Data for review:
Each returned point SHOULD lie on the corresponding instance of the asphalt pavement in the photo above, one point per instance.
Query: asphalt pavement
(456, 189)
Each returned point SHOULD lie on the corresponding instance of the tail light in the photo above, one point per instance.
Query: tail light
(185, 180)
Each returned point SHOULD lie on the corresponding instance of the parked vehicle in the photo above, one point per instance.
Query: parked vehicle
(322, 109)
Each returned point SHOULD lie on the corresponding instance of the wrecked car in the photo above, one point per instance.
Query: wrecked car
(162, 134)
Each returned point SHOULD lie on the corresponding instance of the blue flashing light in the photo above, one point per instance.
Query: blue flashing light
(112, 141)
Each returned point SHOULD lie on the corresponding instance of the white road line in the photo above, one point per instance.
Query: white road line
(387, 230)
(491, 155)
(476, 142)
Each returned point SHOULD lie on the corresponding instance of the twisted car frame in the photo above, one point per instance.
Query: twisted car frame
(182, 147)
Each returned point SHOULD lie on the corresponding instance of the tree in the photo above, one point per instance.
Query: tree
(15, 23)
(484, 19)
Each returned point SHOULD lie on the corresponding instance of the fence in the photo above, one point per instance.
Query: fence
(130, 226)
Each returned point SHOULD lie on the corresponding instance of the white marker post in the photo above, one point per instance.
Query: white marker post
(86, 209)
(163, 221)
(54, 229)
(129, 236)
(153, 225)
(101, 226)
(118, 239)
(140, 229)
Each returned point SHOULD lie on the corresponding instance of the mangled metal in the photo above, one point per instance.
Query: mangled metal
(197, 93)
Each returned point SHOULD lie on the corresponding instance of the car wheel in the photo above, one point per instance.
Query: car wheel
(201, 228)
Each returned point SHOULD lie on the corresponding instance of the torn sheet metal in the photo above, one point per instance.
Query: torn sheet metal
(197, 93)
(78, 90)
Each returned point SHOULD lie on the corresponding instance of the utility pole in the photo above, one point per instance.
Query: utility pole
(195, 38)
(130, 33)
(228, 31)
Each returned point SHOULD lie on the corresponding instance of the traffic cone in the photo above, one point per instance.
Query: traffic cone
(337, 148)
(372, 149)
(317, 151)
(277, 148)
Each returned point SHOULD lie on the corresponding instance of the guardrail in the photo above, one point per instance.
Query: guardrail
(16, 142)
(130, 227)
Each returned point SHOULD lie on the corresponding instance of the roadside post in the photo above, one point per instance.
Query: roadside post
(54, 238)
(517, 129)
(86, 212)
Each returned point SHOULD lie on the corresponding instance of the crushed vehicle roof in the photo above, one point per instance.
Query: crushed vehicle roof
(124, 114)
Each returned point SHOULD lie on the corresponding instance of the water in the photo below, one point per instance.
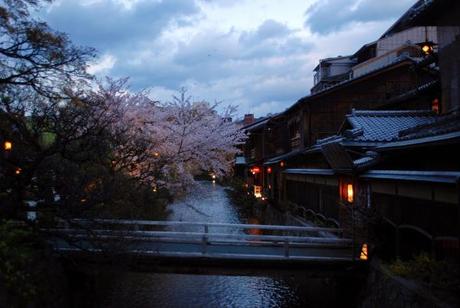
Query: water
(209, 203)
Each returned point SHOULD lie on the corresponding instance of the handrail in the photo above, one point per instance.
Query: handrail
(212, 236)
(203, 224)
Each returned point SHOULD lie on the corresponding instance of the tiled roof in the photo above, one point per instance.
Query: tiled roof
(384, 126)
(441, 125)
(445, 128)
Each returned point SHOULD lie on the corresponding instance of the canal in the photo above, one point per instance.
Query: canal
(209, 203)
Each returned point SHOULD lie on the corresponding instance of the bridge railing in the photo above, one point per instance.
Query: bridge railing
(204, 234)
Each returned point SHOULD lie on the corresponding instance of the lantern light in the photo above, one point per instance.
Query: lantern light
(364, 252)
(350, 193)
(347, 191)
(7, 145)
(435, 105)
(427, 47)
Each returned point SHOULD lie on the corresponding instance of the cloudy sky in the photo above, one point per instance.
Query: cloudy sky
(256, 54)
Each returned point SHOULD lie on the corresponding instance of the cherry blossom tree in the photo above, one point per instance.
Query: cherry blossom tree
(167, 144)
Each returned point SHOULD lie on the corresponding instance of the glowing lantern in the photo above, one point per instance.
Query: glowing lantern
(7, 145)
(435, 105)
(350, 193)
(257, 191)
(364, 253)
(427, 48)
(347, 192)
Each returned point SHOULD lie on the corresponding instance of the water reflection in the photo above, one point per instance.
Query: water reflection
(210, 204)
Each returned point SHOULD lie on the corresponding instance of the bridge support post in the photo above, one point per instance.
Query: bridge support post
(286, 248)
(204, 247)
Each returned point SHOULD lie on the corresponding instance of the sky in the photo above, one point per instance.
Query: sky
(258, 55)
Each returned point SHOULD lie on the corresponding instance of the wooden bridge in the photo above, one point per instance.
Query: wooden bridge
(195, 243)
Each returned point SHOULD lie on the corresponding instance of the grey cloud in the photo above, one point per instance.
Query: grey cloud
(329, 16)
(106, 25)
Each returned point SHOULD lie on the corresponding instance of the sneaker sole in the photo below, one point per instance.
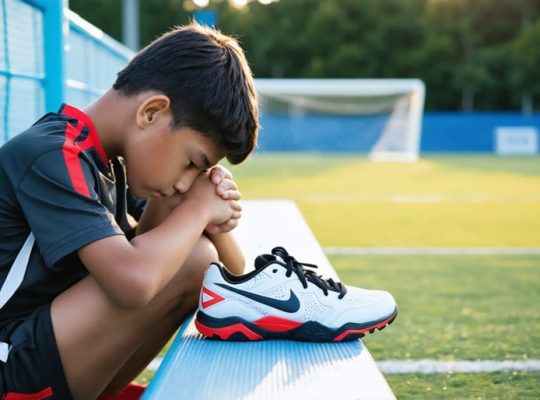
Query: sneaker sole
(237, 329)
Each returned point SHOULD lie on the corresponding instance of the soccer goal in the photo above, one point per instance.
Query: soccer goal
(379, 117)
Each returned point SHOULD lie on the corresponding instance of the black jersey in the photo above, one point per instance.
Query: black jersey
(56, 182)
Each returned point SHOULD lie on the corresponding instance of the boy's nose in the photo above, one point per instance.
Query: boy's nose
(183, 184)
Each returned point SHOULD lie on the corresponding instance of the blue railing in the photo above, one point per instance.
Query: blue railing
(43, 65)
(81, 62)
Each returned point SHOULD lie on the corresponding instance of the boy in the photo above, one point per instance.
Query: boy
(102, 294)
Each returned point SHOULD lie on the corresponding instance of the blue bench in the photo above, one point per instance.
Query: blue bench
(195, 368)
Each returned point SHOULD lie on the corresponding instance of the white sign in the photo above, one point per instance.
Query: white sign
(516, 140)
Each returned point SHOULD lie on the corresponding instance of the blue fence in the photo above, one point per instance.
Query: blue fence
(441, 132)
(79, 62)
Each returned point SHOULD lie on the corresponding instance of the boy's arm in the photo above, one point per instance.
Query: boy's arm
(157, 210)
(132, 273)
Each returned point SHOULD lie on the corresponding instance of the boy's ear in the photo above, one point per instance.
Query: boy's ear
(153, 107)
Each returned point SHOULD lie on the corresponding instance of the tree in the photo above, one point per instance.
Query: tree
(527, 65)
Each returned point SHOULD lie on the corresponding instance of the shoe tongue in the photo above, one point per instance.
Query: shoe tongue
(264, 259)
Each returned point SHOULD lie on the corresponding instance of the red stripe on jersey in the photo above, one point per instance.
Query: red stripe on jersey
(43, 394)
(92, 140)
(71, 156)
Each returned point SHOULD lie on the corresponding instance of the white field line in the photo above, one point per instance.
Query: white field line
(458, 366)
(419, 198)
(391, 367)
(435, 251)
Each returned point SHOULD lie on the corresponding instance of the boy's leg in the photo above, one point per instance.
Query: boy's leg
(102, 345)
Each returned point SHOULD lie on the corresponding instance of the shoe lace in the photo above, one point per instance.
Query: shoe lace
(304, 275)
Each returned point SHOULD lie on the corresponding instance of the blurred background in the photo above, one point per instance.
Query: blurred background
(453, 85)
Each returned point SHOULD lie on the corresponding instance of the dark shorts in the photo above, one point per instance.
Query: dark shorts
(33, 369)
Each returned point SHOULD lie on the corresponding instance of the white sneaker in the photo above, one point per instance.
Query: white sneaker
(282, 300)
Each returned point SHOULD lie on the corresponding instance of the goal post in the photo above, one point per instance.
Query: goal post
(378, 117)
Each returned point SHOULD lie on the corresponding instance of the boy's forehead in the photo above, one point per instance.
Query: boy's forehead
(204, 147)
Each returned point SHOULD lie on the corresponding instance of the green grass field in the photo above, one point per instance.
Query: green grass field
(438, 202)
(451, 307)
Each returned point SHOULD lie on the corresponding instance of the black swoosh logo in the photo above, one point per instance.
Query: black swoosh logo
(291, 305)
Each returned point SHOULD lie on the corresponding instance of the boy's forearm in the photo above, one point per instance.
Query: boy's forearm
(229, 252)
(155, 212)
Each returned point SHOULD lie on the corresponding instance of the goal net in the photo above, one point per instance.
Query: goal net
(379, 117)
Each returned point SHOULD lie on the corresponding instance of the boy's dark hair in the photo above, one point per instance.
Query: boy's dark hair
(208, 80)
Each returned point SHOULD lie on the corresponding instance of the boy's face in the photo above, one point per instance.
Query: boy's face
(161, 161)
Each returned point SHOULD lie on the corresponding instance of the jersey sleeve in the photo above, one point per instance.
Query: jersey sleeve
(135, 205)
(62, 207)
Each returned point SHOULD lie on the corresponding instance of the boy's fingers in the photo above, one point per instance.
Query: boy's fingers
(232, 195)
(236, 206)
(225, 185)
(236, 215)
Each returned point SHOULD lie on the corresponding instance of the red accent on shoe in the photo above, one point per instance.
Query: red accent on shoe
(343, 335)
(132, 391)
(215, 298)
(42, 394)
(228, 331)
(277, 324)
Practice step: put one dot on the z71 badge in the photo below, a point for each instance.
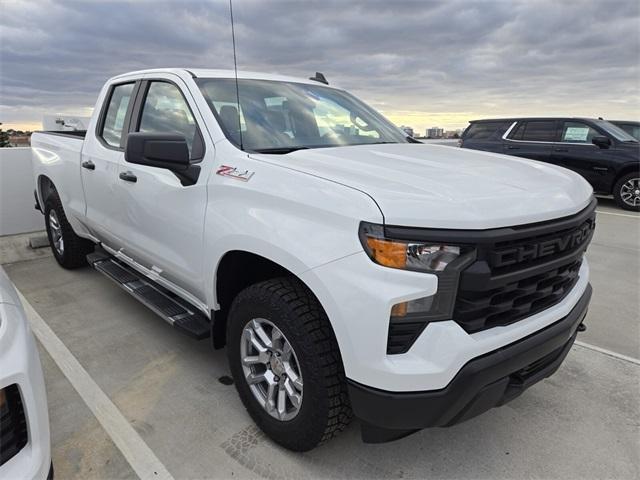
(233, 172)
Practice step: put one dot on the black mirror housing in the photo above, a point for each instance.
(162, 150)
(601, 142)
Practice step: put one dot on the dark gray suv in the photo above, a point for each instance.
(604, 154)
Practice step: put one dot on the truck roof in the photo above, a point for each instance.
(520, 119)
(220, 73)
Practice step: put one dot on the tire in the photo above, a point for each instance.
(626, 191)
(324, 410)
(69, 250)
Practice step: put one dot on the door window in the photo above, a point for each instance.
(577, 132)
(166, 111)
(485, 130)
(535, 131)
(116, 113)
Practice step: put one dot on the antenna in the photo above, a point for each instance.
(235, 69)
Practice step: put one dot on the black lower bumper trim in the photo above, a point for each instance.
(485, 382)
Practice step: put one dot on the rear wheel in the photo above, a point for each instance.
(286, 364)
(69, 249)
(626, 191)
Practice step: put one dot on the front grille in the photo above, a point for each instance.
(479, 310)
(522, 271)
(507, 274)
(13, 424)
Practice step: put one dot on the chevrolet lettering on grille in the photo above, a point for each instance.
(533, 251)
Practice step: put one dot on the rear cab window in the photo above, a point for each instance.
(534, 131)
(577, 132)
(113, 120)
(485, 130)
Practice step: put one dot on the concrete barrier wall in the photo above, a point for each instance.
(17, 214)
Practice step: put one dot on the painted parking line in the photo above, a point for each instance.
(618, 214)
(604, 351)
(141, 458)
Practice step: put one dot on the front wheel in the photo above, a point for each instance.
(626, 191)
(286, 364)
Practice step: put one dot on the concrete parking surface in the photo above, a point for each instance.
(583, 422)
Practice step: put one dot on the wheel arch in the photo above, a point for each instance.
(44, 188)
(624, 170)
(228, 283)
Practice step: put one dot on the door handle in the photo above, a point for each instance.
(128, 177)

Exercise brief: Please copy, exactly as written, every line in the listing above from the line with "the bridge railing" up to and including the line with "of the glowing".

Completed exercise:
Each returned point SHOULD lie on the corresponding instance of the bridge railing in the photo above, one point per instance.
Query: bridge railing
(204, 234)
Each returned point SHOULD lie on the corresponding instance of the lantern light in the photo above, one point per instance.
Query: lantern light
(364, 252)
(350, 193)
(347, 191)
(7, 145)
(435, 105)
(427, 47)
Each returned point SHOULD lie on the corresponding instance of the cloudy sky in the photo above, one point per instance.
Query: cloudy sky
(256, 54)
Each returned point SHOULD lie on the corresponding instance of the cherry blossom tree in the photo above, one point per instance.
Query: cherry blossom tree
(167, 144)
Each returned point SHOULD lie on the corresponding instance of the glowing lantern in the photo above, one point per instance.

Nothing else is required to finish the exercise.